[Object position labeling entries]

---+---

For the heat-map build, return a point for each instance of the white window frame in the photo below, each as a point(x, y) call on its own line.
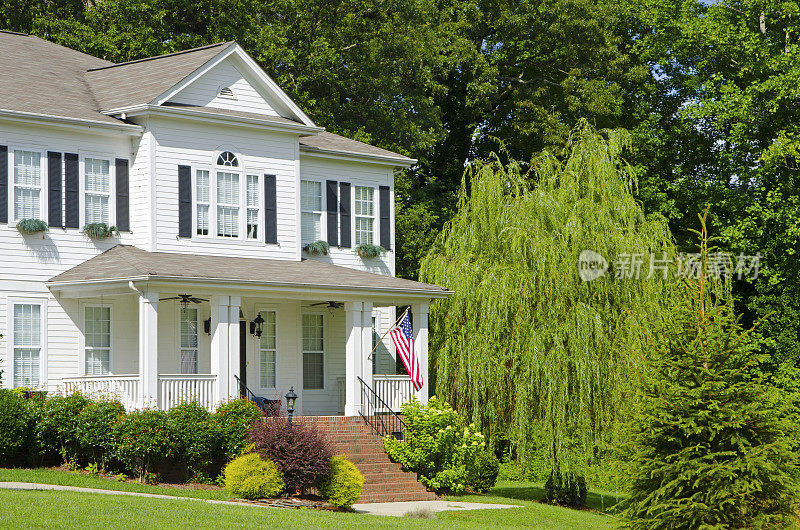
point(323, 216)
point(110, 337)
point(112, 185)
point(262, 310)
point(42, 302)
point(324, 352)
point(243, 172)
point(197, 328)
point(374, 215)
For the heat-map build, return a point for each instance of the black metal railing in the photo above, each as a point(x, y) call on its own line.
point(380, 416)
point(270, 407)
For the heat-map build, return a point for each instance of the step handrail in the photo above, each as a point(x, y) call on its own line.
point(387, 422)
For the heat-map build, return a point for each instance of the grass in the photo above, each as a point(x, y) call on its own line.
point(63, 509)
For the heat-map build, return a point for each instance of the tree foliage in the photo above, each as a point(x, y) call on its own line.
point(524, 345)
point(712, 450)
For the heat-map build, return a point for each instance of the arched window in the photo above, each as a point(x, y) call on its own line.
point(228, 159)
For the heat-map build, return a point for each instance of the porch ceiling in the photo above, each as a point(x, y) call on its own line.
point(125, 263)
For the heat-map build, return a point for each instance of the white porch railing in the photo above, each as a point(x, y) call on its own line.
point(394, 390)
point(125, 388)
point(179, 388)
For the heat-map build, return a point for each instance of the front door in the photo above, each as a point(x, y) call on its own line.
point(243, 356)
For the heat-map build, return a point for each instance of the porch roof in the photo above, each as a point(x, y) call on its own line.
point(129, 263)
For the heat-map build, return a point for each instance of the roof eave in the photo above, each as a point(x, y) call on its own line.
point(188, 113)
point(64, 121)
point(400, 161)
point(252, 285)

---+---

Your task
All records above are to be printed exactly, minus the pictures they contain.

Exercise response
For the heat-map build, return a point for each instance of the white window frame in the photo below, each as a point(x, y) call on its own line.
point(323, 216)
point(110, 337)
point(112, 185)
point(262, 310)
point(42, 302)
point(324, 352)
point(243, 172)
point(197, 328)
point(374, 215)
For the heat-map build, return a point for each instance of the black metal railing in the photo above, each as a point(x, y) call on its own line.
point(380, 416)
point(270, 407)
For the heat-map build, return a point for each instance of the step handrail in the photo above, each as a point(x, y) call on its own line.
point(387, 422)
For the heat-map build, return a point for each instance of the grass in the photo above, each as a point(x, y) call on its own line.
point(63, 509)
For the heat-map build, return a point for each instance of the tree foliage in the photo above, each as a point(x, y) call on its own line.
point(524, 345)
point(712, 450)
For the heat-map build, return a point for each instance of the arched window in the photo above, each as a point(x, y) call on its own line.
point(228, 159)
For the heat-map build, return a point for each instance of the porch ceiling in the photo above, each as a point(x, y) call on its own line.
point(125, 263)
For the heat-map build, return a point for each instance of the white porch railing in the photo above, each as a point(x, y) call on its own line.
point(394, 390)
point(125, 388)
point(179, 388)
For the heat-map build, return a point for each instance of the front door in the photo above, each as a point(x, y) call on its own line.
point(243, 356)
For the heat-map build, return a point for each instance of the porch roof in the photo above, each as a point(x, y) call on its own line.
point(129, 263)
For the heat-map build, return a point for each instance of the roof eave in the photo above, each as a point(x, y) call on its own line.
point(188, 113)
point(64, 121)
point(400, 161)
point(252, 285)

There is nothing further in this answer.